> **CONSIGNA PLANTEADA**: Retome el texto sobre el barrio de Versalles justo después de su última oración y continúelo en prosa con el mismo tono.

Al barrio este del que estamos hablando llegué por casualidad y en un bus del transporte urbano. Sí, fue la casualidad –la más heterodoxa y exacta de las leyes naturales- la que me condujo con mano tierna y segura al barrio ese. Una casualidad que no termino de agradecer, debo decir. Del Obelisco a Versalles hay diecisiete kilómetros. La misma distancia que hay entre el otro Versalles y el centro de París. El viaje desde el mero centro de Buenos Aires, digamos por ejemplo desde Viamonte esquina con Jean Jaurés hasta el polideportivo del Vélez, dura noventa minutos. Se podría pensar que es un largo viaje, pero no es así. Apenas da el tiempo justo para pensar todas las bobadas del mundo, incluidas postales como esta, destinadas a nadie. El colectivo -o “bondi” como lo llaman algunas personas- más apropiado para hacer este viaje es el 99. Hace un recorrido muy parecido al paseo por un laberinto de catorce curvas infinitas, al final del cual uno desciende mareado en este Versalles en el confín del continente. Pero a poco andar me asaltó la sospecha de que el bus 99 era también una máquina del tiempo que me había transportado, sin que yo lo notara, al pretérito pueblerino del barrio intocado e inalcanzable que uno lleva adentro, nomás poblado de nostalgias adolescentes y sueños incumplidos. Las pacíficas y anchas arboledas de tilos y plátanos orientales le daban fuerza argumental a esta sospecha mía de haber retrocedido en el tiempo. Las calles de Versalles, semivacías en cualquier hora del día, tienen ese algo raro de las descripciones que Soriano hace de sus provincias. Lugares de encuentros y desencuentros con uno mismo y los demás, donde la arena de los relojes se demora un poco más en caer, y no siempre lo hace de arriba para abajo. Es decir, nada del otro mundo, pero también con muy poco de este. Con esa sospecha entonces de encontrarme tardíamente en otro tiempo conmigo mismo, me senté en una banca de la plaza Ciudad de Banff[2], “la placita” la llaman aquí. Me senté así nomás, sin pensar en nada, o sea pensando en todo lo que se piensa en esos lugares. Como esperando simplemente, acaso sin saberlo, la aparición de un camión colorado cargado con toneles o cualquiera otra simple epifanía parecida, sin otra importancia más que la que de hacerme entrever unas pocas de esas muchas cosas de las que están llenas los días y que uno no ve, a pesar de tenerlas frente a los ojos. Estos barrios nuestros son algunas de esas cosas.

> **EXTRACTOS DE DATOS**:
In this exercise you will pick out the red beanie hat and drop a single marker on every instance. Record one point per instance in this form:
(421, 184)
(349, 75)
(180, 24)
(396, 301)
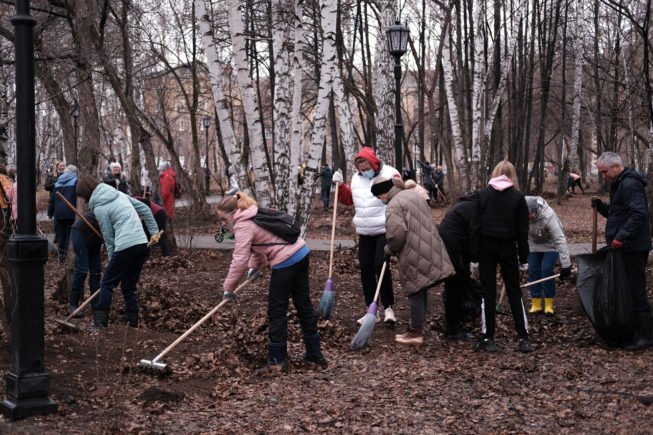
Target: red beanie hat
(368, 154)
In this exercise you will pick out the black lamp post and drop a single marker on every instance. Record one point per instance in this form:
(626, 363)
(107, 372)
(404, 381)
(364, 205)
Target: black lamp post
(206, 122)
(397, 46)
(74, 112)
(28, 382)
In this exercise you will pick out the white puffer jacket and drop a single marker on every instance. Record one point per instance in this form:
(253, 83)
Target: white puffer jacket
(545, 233)
(369, 219)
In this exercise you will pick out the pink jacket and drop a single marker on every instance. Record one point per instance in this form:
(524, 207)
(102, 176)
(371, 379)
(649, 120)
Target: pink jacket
(247, 255)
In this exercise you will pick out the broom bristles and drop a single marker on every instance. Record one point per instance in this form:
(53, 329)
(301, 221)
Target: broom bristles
(364, 334)
(325, 306)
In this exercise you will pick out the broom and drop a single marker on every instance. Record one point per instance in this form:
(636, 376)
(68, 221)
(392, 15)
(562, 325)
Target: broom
(325, 306)
(362, 337)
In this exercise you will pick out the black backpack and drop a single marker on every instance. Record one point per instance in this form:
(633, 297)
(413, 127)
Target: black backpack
(279, 223)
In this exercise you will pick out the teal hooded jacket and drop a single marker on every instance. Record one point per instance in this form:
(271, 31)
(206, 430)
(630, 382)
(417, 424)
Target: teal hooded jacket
(119, 216)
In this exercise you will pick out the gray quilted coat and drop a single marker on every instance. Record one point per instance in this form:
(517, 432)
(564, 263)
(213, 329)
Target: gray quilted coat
(414, 239)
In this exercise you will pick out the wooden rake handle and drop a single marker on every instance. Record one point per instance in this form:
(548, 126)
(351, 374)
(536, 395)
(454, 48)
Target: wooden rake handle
(77, 212)
(198, 323)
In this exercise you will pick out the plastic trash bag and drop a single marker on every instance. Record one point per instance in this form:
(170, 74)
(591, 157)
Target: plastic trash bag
(602, 286)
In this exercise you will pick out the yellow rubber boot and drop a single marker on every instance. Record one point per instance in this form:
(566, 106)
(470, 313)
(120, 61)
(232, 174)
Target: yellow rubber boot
(536, 306)
(548, 306)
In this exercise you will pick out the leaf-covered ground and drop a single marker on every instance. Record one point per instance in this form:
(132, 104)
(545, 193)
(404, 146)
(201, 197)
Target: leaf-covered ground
(571, 383)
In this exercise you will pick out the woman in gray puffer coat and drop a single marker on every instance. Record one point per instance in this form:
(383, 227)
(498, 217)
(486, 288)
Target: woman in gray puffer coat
(413, 237)
(546, 242)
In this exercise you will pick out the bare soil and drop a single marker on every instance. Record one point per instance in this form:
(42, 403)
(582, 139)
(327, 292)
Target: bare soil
(571, 383)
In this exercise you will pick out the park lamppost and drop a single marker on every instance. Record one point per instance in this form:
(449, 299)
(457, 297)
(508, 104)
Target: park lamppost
(206, 122)
(74, 112)
(397, 45)
(28, 382)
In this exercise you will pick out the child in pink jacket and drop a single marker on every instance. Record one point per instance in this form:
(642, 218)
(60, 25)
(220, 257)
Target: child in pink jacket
(256, 247)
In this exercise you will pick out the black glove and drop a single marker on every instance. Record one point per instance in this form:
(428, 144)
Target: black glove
(565, 273)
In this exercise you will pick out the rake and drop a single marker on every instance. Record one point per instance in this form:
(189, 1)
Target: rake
(156, 363)
(325, 306)
(364, 334)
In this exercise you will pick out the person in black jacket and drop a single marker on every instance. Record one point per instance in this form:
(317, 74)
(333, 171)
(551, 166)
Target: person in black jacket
(455, 232)
(499, 236)
(629, 230)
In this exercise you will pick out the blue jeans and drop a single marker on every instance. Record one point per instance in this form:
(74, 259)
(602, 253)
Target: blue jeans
(125, 269)
(325, 193)
(87, 262)
(540, 265)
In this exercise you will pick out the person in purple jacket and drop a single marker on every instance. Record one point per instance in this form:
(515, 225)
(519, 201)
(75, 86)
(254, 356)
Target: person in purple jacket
(257, 247)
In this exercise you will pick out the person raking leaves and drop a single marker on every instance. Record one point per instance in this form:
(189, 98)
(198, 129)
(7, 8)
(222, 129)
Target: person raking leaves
(256, 247)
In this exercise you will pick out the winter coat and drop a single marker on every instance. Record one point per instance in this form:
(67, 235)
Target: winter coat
(455, 231)
(545, 233)
(627, 212)
(119, 217)
(119, 183)
(369, 218)
(255, 247)
(66, 186)
(501, 213)
(412, 236)
(168, 181)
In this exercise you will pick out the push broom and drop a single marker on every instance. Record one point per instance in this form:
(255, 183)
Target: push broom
(364, 334)
(325, 306)
(156, 362)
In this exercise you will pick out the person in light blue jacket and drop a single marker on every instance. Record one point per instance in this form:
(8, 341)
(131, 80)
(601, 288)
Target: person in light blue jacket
(119, 216)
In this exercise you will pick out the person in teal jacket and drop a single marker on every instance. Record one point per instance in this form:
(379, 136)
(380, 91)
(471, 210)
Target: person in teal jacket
(119, 216)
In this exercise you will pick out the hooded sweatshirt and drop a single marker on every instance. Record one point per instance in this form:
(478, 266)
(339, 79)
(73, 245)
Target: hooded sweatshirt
(369, 218)
(545, 233)
(119, 217)
(501, 213)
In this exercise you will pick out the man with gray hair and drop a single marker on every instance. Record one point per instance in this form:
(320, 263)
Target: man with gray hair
(628, 228)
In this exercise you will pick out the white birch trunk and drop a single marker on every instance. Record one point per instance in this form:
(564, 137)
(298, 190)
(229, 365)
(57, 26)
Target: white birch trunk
(478, 89)
(297, 124)
(262, 184)
(456, 133)
(578, 86)
(384, 88)
(318, 133)
(282, 115)
(217, 74)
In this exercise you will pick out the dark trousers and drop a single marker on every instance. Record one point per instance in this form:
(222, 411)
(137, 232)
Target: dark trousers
(370, 257)
(87, 262)
(635, 265)
(125, 269)
(501, 252)
(62, 234)
(325, 193)
(286, 283)
(454, 290)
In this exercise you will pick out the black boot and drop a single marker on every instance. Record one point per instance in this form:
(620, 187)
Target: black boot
(313, 353)
(100, 319)
(644, 337)
(277, 359)
(132, 318)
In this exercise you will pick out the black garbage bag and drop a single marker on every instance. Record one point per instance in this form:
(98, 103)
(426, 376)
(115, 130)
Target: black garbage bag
(602, 286)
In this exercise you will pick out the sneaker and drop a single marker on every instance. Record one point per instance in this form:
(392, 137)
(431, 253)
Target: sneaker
(360, 321)
(486, 345)
(524, 346)
(410, 337)
(389, 316)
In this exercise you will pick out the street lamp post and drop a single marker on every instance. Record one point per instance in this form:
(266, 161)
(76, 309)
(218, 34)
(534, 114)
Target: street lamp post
(74, 112)
(397, 45)
(28, 382)
(206, 122)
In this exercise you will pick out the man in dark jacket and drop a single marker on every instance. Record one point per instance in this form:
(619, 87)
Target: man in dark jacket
(455, 232)
(628, 228)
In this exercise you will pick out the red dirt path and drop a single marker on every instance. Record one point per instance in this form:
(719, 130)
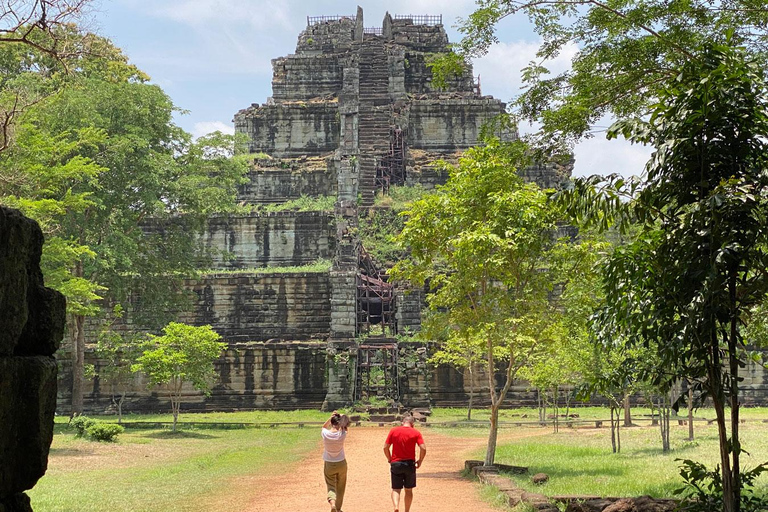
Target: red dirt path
(440, 487)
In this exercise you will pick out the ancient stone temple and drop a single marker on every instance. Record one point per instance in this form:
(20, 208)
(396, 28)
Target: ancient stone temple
(354, 111)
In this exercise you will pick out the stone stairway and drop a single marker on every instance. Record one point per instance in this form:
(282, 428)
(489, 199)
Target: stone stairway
(374, 115)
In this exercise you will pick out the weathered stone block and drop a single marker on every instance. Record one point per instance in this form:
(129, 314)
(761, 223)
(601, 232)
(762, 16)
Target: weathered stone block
(27, 406)
(15, 503)
(20, 248)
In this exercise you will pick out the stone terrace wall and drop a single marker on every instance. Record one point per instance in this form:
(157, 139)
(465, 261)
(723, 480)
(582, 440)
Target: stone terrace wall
(290, 129)
(418, 77)
(443, 124)
(278, 185)
(423, 38)
(301, 77)
(327, 37)
(261, 307)
(286, 375)
(273, 239)
(31, 328)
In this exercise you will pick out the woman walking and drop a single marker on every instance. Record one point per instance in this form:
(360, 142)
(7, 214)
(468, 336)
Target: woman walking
(334, 434)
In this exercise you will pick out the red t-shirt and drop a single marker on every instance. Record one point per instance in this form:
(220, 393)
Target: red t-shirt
(404, 441)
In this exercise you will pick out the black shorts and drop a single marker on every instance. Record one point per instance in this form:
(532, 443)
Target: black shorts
(403, 473)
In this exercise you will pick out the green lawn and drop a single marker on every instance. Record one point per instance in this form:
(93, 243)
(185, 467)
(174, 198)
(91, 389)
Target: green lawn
(581, 462)
(150, 469)
(154, 470)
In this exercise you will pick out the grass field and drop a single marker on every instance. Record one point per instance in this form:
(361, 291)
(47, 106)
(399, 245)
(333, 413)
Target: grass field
(152, 470)
(580, 460)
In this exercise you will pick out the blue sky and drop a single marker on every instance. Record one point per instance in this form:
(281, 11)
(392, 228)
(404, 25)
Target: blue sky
(212, 57)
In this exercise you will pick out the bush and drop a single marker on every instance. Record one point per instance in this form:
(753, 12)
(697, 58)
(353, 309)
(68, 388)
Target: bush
(104, 431)
(81, 424)
(94, 429)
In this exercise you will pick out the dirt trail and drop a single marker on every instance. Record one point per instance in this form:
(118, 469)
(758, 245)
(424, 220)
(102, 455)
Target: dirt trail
(440, 488)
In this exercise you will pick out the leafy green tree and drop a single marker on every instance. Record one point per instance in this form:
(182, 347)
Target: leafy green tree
(628, 52)
(686, 285)
(50, 29)
(182, 354)
(121, 190)
(456, 348)
(482, 244)
(118, 352)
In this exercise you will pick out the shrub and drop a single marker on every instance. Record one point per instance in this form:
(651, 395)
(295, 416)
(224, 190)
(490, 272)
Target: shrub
(81, 424)
(104, 431)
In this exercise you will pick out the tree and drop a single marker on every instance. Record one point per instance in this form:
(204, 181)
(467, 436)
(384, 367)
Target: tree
(48, 28)
(97, 163)
(686, 286)
(182, 354)
(628, 52)
(482, 243)
(118, 352)
(457, 348)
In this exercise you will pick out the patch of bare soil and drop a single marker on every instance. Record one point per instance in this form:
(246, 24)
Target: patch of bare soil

> **RESULTADO**:
Posiblemente en Buenos Aires más de un oriundo de Puerto Madero o Recoleta no ha puesto nunca el pie en Versalles. Así como más de un santiaguino de La Dehesa no hollará jamás el polvo de Renca. Porque uno de los muchos destinos de nuestras megalópolis latinoamericanas es ser y permanecer terra incognita incluso para los que las habitamos. No sólo a causa de sus dimensiones geográficas y los abismos sociales que separan a los diez mil de arriba de los millones de abajo, sino también por la fatídica falta de curiosidad por saber lo que hay al otro lado de la empalizada con que nos hemos aislado de los demás.  
Sentado ahí en “la placita” pensé, sin temor a equivocarme, que con seguridad no existen postales de este Versalles del que hablo. Decidí entonces, dibujar esta.

Barrio Brasil de Santiago, febrero 2011




[1] Según cuenta el duque de Saint-Simon, el chismoso oficial de aquella época.
[2] Fue Perón quien la bautizó así, como homenaje a la pequeña ciudad escocesa de ese nombre por haber acogido a José de San Martín a comienzos de su largo exilio en 1824. Allí el general de libertadores fue honrado con el título de Freeman of the Royal Burgh of Banff, cuando los suyos, es decir nosotros, nos dábamos a la tarea de olvidarlo poniéndole un monumento encima.

POSTALES URBANAS (1)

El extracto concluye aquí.